Information given:
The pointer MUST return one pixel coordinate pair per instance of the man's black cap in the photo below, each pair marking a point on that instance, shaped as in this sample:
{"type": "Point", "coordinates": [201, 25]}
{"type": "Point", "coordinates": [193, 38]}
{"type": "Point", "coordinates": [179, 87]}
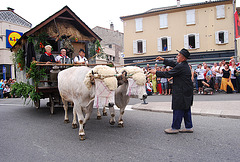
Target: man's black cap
{"type": "Point", "coordinates": [184, 52]}
{"type": "Point", "coordinates": [82, 50]}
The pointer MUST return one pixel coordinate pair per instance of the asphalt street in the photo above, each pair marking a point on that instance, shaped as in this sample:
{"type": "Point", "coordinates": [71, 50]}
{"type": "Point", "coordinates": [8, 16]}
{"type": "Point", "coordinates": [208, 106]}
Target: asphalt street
{"type": "Point", "coordinates": [28, 134]}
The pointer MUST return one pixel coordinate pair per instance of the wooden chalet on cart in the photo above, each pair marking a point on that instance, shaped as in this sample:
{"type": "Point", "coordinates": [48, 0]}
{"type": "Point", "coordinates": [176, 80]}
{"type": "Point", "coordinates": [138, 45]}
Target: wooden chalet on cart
{"type": "Point", "coordinates": [64, 29]}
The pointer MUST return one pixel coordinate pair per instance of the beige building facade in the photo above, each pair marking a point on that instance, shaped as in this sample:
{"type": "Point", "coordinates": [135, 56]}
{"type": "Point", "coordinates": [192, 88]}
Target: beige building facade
{"type": "Point", "coordinates": [206, 29]}
{"type": "Point", "coordinates": [11, 21]}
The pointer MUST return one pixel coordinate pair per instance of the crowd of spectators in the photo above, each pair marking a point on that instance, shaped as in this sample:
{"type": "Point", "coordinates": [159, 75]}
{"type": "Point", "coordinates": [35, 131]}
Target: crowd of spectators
{"type": "Point", "coordinates": [156, 85]}
{"type": "Point", "coordinates": [5, 88]}
{"type": "Point", "coordinates": [207, 78]}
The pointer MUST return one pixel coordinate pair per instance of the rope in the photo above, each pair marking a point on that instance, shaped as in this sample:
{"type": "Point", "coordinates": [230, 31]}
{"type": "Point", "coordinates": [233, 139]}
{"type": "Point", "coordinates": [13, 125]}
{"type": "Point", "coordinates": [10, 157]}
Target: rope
{"type": "Point", "coordinates": [136, 63]}
{"type": "Point", "coordinates": [59, 64]}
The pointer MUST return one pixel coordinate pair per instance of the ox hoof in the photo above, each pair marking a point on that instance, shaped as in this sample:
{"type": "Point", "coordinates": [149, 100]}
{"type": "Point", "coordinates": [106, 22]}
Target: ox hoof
{"type": "Point", "coordinates": [105, 114]}
{"type": "Point", "coordinates": [66, 121]}
{"type": "Point", "coordinates": [120, 125]}
{"type": "Point", "coordinates": [112, 122]}
{"type": "Point", "coordinates": [82, 137]}
{"type": "Point", "coordinates": [74, 126]}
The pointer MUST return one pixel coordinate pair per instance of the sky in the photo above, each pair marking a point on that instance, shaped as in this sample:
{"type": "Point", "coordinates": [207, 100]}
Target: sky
{"type": "Point", "coordinates": [91, 12]}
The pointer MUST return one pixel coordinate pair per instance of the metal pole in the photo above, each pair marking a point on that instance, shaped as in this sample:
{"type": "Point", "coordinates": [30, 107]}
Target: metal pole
{"type": "Point", "coordinates": [235, 41]}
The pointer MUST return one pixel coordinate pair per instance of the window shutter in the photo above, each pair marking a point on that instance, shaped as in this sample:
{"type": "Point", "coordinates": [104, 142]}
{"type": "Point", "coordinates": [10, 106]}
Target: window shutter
{"type": "Point", "coordinates": [144, 46]}
{"type": "Point", "coordinates": [190, 14]}
{"type": "Point", "coordinates": [163, 20]}
{"type": "Point", "coordinates": [139, 24]}
{"type": "Point", "coordinates": [134, 47]}
{"type": "Point", "coordinates": [197, 41]}
{"type": "Point", "coordinates": [226, 36]}
{"type": "Point", "coordinates": [169, 43]}
{"type": "Point", "coordinates": [186, 41]}
{"type": "Point", "coordinates": [159, 44]}
{"type": "Point", "coordinates": [217, 37]}
{"type": "Point", "coordinates": [220, 11]}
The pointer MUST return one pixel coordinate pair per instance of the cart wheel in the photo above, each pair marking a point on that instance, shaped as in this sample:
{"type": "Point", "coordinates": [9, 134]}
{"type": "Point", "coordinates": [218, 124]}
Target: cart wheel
{"type": "Point", "coordinates": [37, 104]}
{"type": "Point", "coordinates": [51, 105]}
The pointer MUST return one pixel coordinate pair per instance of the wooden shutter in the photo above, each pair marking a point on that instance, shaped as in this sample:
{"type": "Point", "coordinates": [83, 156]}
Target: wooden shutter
{"type": "Point", "coordinates": [220, 11]}
{"type": "Point", "coordinates": [144, 46]}
{"type": "Point", "coordinates": [169, 43]}
{"type": "Point", "coordinates": [190, 15]}
{"type": "Point", "coordinates": [225, 36]}
{"type": "Point", "coordinates": [197, 41]}
{"type": "Point", "coordinates": [186, 44]}
{"type": "Point", "coordinates": [139, 24]}
{"type": "Point", "coordinates": [163, 20]}
{"type": "Point", "coordinates": [134, 47]}
{"type": "Point", "coordinates": [159, 44]}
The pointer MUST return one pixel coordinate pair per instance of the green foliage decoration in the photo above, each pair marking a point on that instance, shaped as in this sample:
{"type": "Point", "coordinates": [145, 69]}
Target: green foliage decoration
{"type": "Point", "coordinates": [20, 59]}
{"type": "Point", "coordinates": [25, 91]}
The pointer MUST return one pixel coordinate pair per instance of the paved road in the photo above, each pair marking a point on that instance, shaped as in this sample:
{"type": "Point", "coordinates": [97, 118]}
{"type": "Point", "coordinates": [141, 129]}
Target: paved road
{"type": "Point", "coordinates": [215, 97]}
{"type": "Point", "coordinates": [27, 134]}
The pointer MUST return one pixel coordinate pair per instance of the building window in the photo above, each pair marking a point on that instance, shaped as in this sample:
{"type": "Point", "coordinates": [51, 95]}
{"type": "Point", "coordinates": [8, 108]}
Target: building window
{"type": "Point", "coordinates": [191, 41]}
{"type": "Point", "coordinates": [164, 44]}
{"type": "Point", "coordinates": [221, 37]}
{"type": "Point", "coordinates": [163, 20]}
{"type": "Point", "coordinates": [190, 15]}
{"type": "Point", "coordinates": [220, 11]}
{"type": "Point", "coordinates": [139, 46]}
{"type": "Point", "coordinates": [139, 24]}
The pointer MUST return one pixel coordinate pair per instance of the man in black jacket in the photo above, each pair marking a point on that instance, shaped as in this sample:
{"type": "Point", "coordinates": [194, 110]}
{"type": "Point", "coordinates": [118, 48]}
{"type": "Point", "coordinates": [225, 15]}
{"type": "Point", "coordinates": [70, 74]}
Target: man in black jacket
{"type": "Point", "coordinates": [182, 95]}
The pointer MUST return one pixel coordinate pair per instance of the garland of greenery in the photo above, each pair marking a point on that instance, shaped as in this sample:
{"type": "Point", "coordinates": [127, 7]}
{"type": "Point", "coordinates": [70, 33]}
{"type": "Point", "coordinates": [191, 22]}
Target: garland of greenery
{"type": "Point", "coordinates": [25, 90]}
{"type": "Point", "coordinates": [20, 59]}
{"type": "Point", "coordinates": [40, 41]}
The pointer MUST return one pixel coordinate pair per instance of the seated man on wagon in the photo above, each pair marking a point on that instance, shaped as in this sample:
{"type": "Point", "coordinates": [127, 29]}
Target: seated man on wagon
{"type": "Point", "coordinates": [81, 59]}
{"type": "Point", "coordinates": [47, 56]}
{"type": "Point", "coordinates": [63, 58]}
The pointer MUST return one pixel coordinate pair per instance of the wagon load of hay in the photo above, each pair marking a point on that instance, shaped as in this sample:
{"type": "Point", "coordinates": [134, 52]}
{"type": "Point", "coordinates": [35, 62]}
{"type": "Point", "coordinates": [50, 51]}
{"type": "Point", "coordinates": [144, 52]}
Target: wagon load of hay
{"type": "Point", "coordinates": [106, 83]}
{"type": "Point", "coordinates": [136, 79]}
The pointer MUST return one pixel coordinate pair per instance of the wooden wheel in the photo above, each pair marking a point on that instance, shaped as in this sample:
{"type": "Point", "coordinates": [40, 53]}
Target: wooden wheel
{"type": "Point", "coordinates": [37, 104]}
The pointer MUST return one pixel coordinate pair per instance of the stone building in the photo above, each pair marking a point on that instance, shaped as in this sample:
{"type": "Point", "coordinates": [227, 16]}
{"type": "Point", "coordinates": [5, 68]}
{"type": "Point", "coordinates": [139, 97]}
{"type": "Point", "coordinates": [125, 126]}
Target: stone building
{"type": "Point", "coordinates": [112, 43]}
{"type": "Point", "coordinates": [206, 29]}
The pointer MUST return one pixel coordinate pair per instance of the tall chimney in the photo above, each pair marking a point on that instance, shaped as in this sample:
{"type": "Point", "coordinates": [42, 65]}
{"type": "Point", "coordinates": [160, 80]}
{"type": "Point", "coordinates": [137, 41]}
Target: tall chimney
{"type": "Point", "coordinates": [111, 26]}
{"type": "Point", "coordinates": [178, 3]}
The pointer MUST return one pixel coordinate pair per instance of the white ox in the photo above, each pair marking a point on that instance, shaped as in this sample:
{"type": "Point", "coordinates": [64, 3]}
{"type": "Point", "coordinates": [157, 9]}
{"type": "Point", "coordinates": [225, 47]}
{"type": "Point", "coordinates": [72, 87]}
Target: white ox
{"type": "Point", "coordinates": [131, 84]}
{"type": "Point", "coordinates": [77, 85]}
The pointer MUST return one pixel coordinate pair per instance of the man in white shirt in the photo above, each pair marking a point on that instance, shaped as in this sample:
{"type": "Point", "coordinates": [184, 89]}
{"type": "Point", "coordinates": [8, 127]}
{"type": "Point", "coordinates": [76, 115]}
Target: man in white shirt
{"type": "Point", "coordinates": [62, 58]}
{"type": "Point", "coordinates": [81, 59]}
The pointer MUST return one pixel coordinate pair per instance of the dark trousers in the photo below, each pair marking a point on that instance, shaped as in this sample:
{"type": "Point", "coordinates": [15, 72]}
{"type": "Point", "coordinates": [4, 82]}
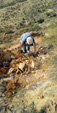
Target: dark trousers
{"type": "Point", "coordinates": [25, 50]}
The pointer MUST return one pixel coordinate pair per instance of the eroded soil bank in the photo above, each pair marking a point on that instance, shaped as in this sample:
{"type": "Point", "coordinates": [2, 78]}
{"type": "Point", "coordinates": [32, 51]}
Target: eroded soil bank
{"type": "Point", "coordinates": [28, 83]}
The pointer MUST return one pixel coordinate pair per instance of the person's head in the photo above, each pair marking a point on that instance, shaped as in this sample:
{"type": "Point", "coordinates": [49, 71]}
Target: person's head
{"type": "Point", "coordinates": [29, 40]}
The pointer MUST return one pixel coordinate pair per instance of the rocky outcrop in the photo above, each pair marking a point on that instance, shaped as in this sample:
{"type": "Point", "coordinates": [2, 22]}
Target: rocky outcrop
{"type": "Point", "coordinates": [25, 83]}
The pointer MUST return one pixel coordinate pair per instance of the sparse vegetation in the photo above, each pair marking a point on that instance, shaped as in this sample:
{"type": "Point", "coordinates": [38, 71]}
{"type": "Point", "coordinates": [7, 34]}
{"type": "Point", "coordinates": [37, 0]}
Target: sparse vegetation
{"type": "Point", "coordinates": [24, 15]}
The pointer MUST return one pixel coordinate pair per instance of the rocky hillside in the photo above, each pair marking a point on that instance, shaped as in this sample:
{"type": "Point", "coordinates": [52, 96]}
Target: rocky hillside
{"type": "Point", "coordinates": [28, 83]}
{"type": "Point", "coordinates": [25, 15]}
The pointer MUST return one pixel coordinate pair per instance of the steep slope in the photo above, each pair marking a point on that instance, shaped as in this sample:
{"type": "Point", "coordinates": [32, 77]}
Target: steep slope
{"type": "Point", "coordinates": [25, 15]}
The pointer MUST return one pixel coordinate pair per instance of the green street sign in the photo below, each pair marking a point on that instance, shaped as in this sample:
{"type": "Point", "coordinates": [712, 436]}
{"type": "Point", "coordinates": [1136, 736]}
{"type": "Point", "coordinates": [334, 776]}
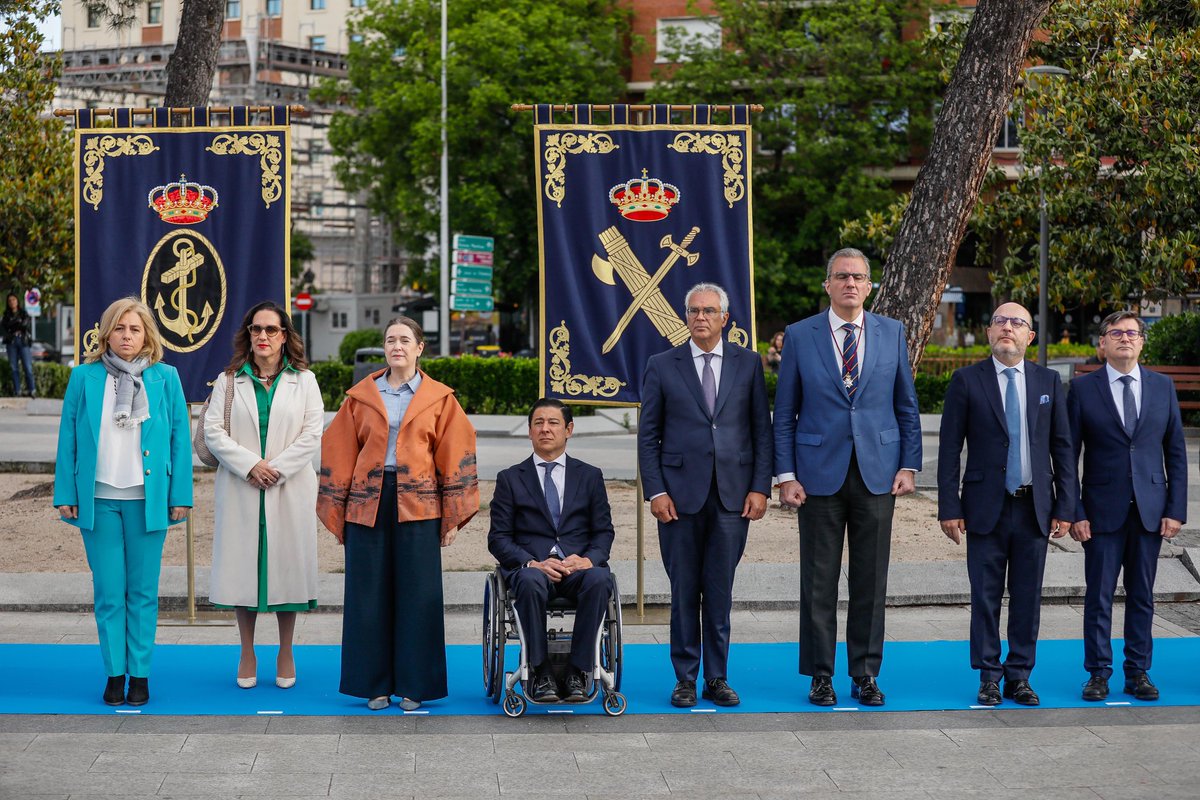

The exercise: Please collect every line in the records above that contains the word "hillside" and copy each one out in full.

Reply to the task:
The pointer MUST return one pixel coordinate pair per instance of the rocky hillside in the photo above, each pair marking a point on that instance, shaped as in this sample:
Target: rocky hillside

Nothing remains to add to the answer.